[INFORMATION Boundary: Start]

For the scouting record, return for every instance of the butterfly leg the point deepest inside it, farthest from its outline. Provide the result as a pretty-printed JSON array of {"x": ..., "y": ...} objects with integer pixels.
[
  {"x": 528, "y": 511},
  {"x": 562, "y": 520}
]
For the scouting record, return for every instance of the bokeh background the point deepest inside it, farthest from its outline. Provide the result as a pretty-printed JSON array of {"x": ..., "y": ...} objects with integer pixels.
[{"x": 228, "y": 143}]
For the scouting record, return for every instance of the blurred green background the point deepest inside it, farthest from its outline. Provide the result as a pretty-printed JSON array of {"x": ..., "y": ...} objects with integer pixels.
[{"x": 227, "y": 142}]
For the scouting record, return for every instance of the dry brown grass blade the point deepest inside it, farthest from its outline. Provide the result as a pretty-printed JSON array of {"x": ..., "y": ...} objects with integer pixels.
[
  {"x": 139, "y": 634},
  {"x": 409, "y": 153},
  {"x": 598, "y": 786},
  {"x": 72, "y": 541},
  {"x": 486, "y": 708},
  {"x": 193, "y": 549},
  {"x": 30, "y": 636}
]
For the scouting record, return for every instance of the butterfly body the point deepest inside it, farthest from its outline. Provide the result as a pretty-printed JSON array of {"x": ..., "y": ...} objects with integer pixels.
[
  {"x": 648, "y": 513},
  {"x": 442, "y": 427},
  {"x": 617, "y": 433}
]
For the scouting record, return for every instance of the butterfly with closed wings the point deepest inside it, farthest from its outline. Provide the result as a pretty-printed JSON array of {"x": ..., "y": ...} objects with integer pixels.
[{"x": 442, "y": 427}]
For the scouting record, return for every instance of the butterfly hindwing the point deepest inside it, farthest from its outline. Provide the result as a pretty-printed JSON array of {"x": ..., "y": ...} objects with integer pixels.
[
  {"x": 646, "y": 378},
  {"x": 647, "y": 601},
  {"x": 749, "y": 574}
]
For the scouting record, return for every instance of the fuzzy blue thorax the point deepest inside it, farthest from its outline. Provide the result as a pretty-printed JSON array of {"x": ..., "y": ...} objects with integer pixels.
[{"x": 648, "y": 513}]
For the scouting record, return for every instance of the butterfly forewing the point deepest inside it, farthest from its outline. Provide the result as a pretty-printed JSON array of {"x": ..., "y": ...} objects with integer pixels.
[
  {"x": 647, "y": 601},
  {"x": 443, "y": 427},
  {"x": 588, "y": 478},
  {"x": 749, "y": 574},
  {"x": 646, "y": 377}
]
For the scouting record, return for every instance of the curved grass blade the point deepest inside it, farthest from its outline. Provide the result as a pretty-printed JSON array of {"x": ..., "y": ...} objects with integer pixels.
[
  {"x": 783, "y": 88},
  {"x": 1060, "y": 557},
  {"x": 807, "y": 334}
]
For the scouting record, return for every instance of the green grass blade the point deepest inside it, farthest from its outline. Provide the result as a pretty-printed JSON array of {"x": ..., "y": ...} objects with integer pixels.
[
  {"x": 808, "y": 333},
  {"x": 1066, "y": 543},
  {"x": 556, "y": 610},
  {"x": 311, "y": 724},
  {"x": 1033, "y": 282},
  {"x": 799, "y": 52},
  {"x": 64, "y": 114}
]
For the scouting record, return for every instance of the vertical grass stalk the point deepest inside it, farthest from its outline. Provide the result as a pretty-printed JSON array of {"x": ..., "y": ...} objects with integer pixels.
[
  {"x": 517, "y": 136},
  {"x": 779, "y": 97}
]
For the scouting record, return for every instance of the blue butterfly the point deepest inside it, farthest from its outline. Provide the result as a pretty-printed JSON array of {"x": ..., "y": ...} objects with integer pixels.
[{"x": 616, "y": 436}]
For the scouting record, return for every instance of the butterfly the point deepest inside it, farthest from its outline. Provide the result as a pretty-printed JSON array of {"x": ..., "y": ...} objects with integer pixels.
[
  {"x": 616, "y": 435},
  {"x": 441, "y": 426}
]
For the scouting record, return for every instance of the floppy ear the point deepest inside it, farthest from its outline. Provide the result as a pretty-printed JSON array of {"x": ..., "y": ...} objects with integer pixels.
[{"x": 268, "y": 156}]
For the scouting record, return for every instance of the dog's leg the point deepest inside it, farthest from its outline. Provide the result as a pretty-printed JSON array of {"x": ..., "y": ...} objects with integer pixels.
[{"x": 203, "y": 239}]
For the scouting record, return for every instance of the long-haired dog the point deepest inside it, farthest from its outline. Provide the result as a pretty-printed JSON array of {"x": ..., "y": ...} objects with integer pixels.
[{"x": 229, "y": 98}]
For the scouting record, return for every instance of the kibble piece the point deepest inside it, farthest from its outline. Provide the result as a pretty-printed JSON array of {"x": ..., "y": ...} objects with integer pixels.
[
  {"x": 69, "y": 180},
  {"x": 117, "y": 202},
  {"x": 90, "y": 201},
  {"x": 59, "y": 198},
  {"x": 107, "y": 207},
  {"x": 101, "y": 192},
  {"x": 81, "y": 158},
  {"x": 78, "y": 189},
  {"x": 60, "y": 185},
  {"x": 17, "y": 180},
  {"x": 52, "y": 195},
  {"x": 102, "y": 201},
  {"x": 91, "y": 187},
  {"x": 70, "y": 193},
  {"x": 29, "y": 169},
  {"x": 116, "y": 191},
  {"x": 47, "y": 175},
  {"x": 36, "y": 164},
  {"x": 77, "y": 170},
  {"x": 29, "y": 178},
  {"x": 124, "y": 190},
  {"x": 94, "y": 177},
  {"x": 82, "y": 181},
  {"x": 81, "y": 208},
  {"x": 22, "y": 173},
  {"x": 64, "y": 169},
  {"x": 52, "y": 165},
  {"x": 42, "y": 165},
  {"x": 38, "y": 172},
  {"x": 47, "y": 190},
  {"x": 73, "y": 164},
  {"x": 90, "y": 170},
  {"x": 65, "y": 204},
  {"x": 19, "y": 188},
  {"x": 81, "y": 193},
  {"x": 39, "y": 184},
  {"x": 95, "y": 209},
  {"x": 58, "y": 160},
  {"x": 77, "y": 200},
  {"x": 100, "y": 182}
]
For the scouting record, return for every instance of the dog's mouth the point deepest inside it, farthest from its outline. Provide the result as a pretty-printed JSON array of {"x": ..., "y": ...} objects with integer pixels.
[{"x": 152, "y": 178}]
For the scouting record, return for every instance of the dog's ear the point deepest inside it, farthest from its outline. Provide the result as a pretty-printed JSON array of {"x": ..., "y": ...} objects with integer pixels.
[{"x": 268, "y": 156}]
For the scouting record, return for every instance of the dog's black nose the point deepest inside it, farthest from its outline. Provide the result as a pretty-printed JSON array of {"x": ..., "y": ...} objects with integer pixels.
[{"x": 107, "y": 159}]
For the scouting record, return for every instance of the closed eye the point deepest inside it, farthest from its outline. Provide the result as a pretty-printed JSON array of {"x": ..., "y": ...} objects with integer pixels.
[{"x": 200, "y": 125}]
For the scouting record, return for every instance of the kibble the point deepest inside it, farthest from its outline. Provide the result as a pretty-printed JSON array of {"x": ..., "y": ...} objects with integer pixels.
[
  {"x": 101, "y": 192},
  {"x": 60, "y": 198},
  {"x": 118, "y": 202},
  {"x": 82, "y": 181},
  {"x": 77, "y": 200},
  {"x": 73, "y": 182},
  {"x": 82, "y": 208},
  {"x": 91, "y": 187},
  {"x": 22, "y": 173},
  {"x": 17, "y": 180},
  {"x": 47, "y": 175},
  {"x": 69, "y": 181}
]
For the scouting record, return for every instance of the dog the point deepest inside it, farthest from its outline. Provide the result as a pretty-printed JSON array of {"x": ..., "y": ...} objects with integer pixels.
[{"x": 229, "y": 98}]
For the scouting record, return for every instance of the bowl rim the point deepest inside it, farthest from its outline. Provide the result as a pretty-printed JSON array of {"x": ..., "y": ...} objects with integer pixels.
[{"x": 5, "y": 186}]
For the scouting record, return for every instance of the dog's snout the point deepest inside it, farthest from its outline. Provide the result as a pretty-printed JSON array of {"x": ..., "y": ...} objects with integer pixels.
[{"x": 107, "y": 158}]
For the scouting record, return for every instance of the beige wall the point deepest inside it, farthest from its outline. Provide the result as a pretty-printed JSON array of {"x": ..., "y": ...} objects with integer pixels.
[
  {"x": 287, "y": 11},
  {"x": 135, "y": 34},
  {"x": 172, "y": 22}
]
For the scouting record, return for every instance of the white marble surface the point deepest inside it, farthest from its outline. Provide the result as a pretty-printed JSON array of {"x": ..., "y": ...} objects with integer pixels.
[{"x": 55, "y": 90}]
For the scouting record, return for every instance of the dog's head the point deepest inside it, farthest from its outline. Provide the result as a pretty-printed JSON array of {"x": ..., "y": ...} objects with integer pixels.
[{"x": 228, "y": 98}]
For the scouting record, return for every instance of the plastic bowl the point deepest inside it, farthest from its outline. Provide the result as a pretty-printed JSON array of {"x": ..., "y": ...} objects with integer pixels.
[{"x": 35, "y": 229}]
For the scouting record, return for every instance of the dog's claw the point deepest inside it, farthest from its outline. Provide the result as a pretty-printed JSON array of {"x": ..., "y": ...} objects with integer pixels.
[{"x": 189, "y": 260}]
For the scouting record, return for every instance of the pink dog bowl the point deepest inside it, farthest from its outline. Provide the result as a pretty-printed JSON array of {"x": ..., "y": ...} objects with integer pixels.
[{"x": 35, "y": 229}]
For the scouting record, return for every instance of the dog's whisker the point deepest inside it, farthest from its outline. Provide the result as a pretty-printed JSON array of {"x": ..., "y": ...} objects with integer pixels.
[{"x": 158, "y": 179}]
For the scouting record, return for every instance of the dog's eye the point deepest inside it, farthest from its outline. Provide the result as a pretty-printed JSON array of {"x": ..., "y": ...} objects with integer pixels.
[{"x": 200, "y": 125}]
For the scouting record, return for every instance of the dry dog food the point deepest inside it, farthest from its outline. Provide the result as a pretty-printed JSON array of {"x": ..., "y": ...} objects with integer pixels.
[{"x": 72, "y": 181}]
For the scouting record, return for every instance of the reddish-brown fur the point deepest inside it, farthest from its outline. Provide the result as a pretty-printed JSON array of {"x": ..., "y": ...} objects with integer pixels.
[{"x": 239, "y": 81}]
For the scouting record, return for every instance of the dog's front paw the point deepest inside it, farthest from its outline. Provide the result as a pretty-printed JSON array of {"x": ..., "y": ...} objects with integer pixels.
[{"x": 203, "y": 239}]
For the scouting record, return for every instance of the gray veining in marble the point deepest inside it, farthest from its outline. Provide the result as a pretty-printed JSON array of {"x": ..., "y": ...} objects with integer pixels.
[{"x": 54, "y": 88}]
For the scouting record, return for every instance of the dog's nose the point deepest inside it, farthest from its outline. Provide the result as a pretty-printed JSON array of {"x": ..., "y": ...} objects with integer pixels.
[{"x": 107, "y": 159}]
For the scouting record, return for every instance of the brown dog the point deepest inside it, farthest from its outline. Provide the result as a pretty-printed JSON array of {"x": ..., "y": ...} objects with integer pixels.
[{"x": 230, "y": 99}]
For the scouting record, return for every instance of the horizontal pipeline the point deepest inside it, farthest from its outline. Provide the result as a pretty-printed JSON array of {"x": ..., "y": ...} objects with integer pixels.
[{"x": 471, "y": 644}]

[INFORMATION Boundary: End]

• **WORK INSTRUCTIONS**:
With the line that contains "the dog's nose" as the start, output every line through the end of the entries exactly. Add no other lines.

• **FINISHED EXERCISE**:
For the scouting record, return for every instance of the dog's nose the point deepest inside it, farthest from its outline. Provide the result as a pretty-printed JSON array of {"x": ..., "y": ...} objects with integer pixels.
[{"x": 107, "y": 159}]
For the scouting record, return for every instance of the brown dog the point deepest inside it, farthest from its outline. Provide the result as a pretty-printed JSON array of {"x": ..., "y": ...} objects with integer pixels.
[{"x": 230, "y": 99}]
For the scouting record, return for every instance of the horizontal pipeline the point deepest inside it, farthest from its outline. Provide the result as a pretty-printed JSON array of {"x": ..., "y": ...} objects with integer pixels.
[{"x": 471, "y": 644}]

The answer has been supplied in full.